#### GIVEN TASK:
Continue the forum thread about what ISO stands for, starting right after its last line.

#### DOCUMENT PASSAGE:
* Begin *

# ISO ????????????????????



## reid7339 (Oct 6, 2014)

what does ISO stand for????????


----------



## Plainsman (Jul 30, 2003)

International Standards Organization. In the past our camera had an ASA setting. I don't know why they changed to ISO. Regardless inot photography it's the sensitivity to light. Light is controlled by aperature, shutter speed, or your sensors sensitivity to light. The old film you purchased by sensativity. I shot a lot of 25 ASA Kodachrome and 200 ASA Ektachrome. Today we simply adjust sensor sensativity, but like film the higher the ISO the more grane in the picture.


----------



## ac700wildcat (Oct 30, 2006)

Or, if you are talking about when you see ISO in an ad on the exchange, it means In Seek Of or In Search Of.


----------



## Plainsman (Jul 30, 2003)

* End *

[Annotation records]
* Begin *

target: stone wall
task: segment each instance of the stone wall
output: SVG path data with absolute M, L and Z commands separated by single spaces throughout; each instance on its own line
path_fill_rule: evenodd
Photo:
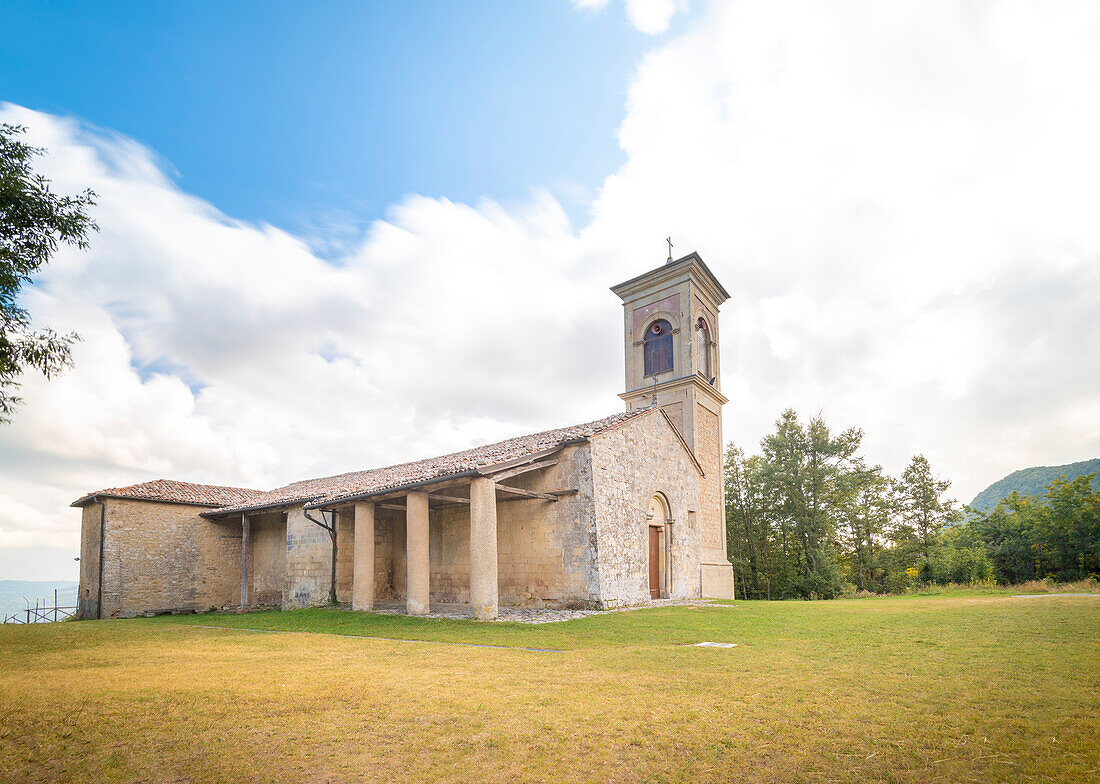
M 286 521 L 280 512 L 249 516 L 249 605 L 279 605 L 286 588 Z
M 105 618 L 205 610 L 240 601 L 240 523 L 201 518 L 202 507 L 118 498 L 103 503 Z M 86 529 L 92 527 L 89 516 L 98 518 L 88 510 L 94 508 L 84 512 Z M 90 590 L 91 584 L 87 587 Z
M 102 504 L 80 510 L 80 587 L 77 610 L 81 618 L 99 617 L 99 526 Z
M 320 511 L 309 514 L 321 519 Z M 286 585 L 283 609 L 328 604 L 332 576 L 332 540 L 329 532 L 292 507 L 286 517 Z
M 649 600 L 646 512 L 658 493 L 669 503 L 671 598 L 700 595 L 700 472 L 668 420 L 654 410 L 593 437 L 592 472 L 600 600 L 604 607 Z

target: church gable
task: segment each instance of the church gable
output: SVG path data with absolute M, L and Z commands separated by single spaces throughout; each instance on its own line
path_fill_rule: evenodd
M 601 604 L 619 607 L 651 597 L 649 528 L 660 522 L 650 519 L 654 500 L 668 514 L 660 594 L 697 597 L 702 472 L 668 416 L 650 409 L 593 437 L 590 451 Z

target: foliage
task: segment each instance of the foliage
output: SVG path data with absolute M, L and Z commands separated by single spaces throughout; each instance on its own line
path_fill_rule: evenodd
M 1031 468 L 1014 471 L 1003 479 L 999 479 L 983 489 L 970 501 L 970 508 L 980 512 L 990 512 L 1003 498 L 1013 492 L 1022 496 L 1042 496 L 1047 486 L 1064 476 L 1076 479 L 1085 474 L 1100 474 L 1100 457 L 1082 460 L 1066 465 L 1036 465 Z M 1100 478 L 1092 479 L 1092 489 L 1100 490 Z
M 0 124 L 0 422 L 9 422 L 20 398 L 18 378 L 36 369 L 47 378 L 70 364 L 76 334 L 34 331 L 18 303 L 19 290 L 50 261 L 61 244 L 88 246 L 97 230 L 86 210 L 91 190 L 59 196 L 36 174 L 32 159 L 43 151 L 20 139 L 21 125 Z
M 1100 574 L 1100 492 L 1094 474 L 1054 479 L 1035 498 L 1013 493 L 991 511 L 974 511 L 957 541 L 986 548 L 998 579 L 1062 582 Z
M 1002 592 L 0 627 L 0 781 L 1094 781 L 1098 623 Z
M 1042 497 L 1013 493 L 988 512 L 963 511 L 924 455 L 887 476 L 858 454 L 861 431 L 834 435 L 787 410 L 761 454 L 729 445 L 725 462 L 730 561 L 743 598 L 903 594 L 1100 574 L 1094 477 L 1057 478 Z

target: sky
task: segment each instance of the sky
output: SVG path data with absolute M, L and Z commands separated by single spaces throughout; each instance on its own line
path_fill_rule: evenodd
M 68 504 L 271 488 L 622 407 L 608 286 L 697 251 L 724 435 L 781 410 L 969 500 L 1100 455 L 1094 2 L 6 3 L 0 121 L 100 231 L 0 429 L 0 578 Z

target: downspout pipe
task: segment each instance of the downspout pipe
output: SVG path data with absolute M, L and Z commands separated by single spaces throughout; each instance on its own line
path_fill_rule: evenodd
M 323 520 L 324 510 L 321 509 L 320 512 L 321 512 L 321 520 Z M 306 516 L 307 520 L 311 521 L 316 526 L 320 526 L 326 531 L 328 531 L 329 539 L 332 540 L 332 564 L 331 564 L 332 571 L 329 577 L 329 604 L 334 605 L 337 604 L 337 512 L 336 510 L 329 511 L 329 514 L 332 515 L 332 524 L 328 524 L 326 522 L 322 522 L 321 520 L 318 520 L 316 517 L 306 511 L 305 507 L 302 507 L 301 514 Z
M 107 535 L 107 501 L 96 496 L 99 504 L 99 578 L 96 581 L 96 620 L 103 619 L 103 538 Z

* End *

#### OUTPUT:
I think you got it wildcat.


----------



## reid7339 (Oct 6, 2014)

thanks


----------



## blhunter3 (May 5, 2007)

Plainsman said:


> I think you got it wildcat.


You and your masters degree always thinking about more complex stuff then the simple. oke:


----------



## Habitat Hugger (Jan 19, 2005)

Good question you bring up, Bruce. Anyone know why they powers that be changed the old ASA speed standard to the newer ISO standard? It's the same aperture and speed setting either way, and while I know,what ISO means, I never did know what ASA stood for!?!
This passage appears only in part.